Task details: Rewrite the material below with every "sunset glow" changed to "evening light" and everything else unchanged. Leave the pictures out of your version.

— Start —

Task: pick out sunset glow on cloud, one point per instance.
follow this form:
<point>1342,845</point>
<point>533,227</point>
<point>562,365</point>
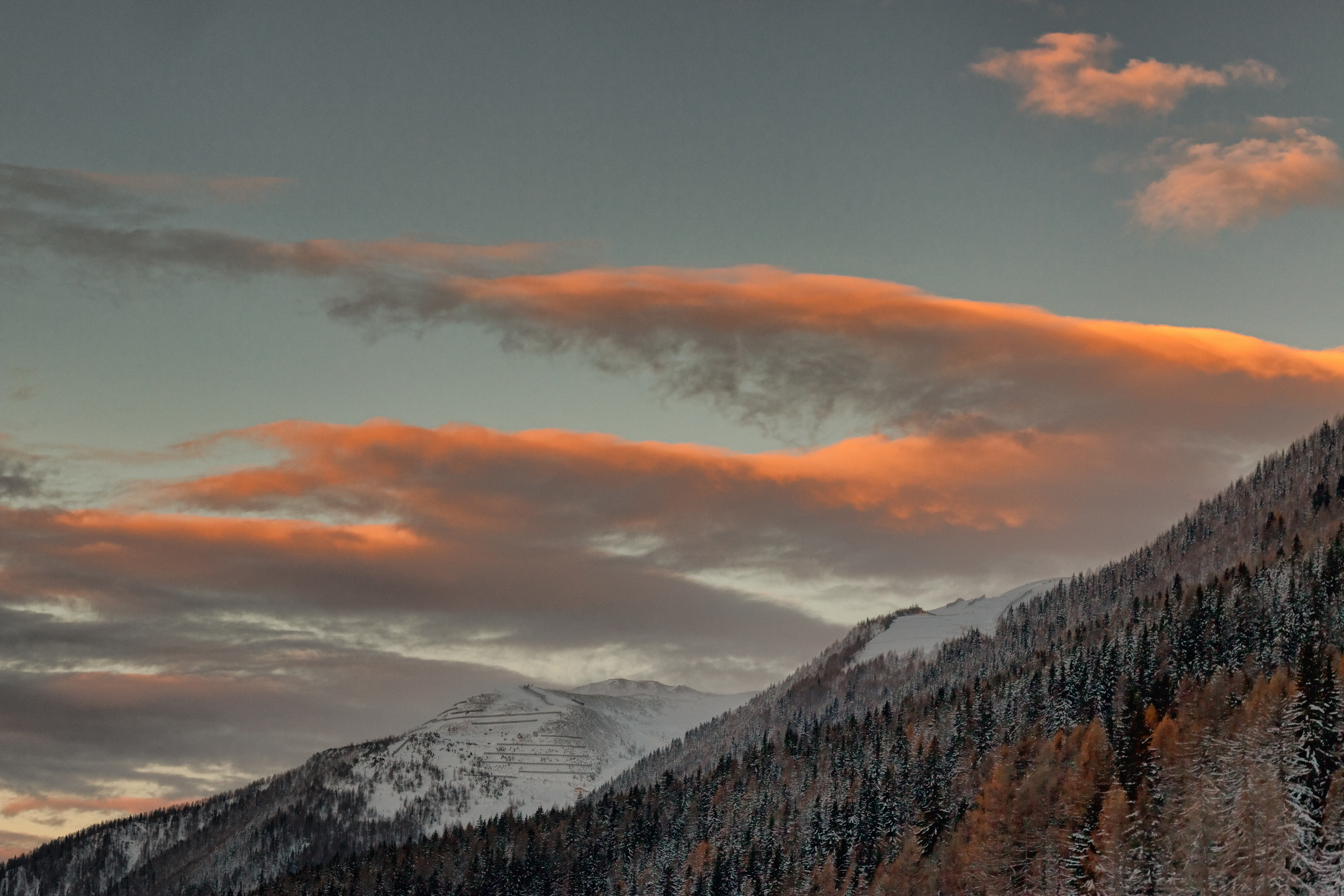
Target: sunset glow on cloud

— End —

Task result:
Task: pick out evening light on cloud, one point per instance.
follow this form:
<point>1342,845</point>
<point>533,227</point>
<point>562,365</point>
Target: evening light on cloud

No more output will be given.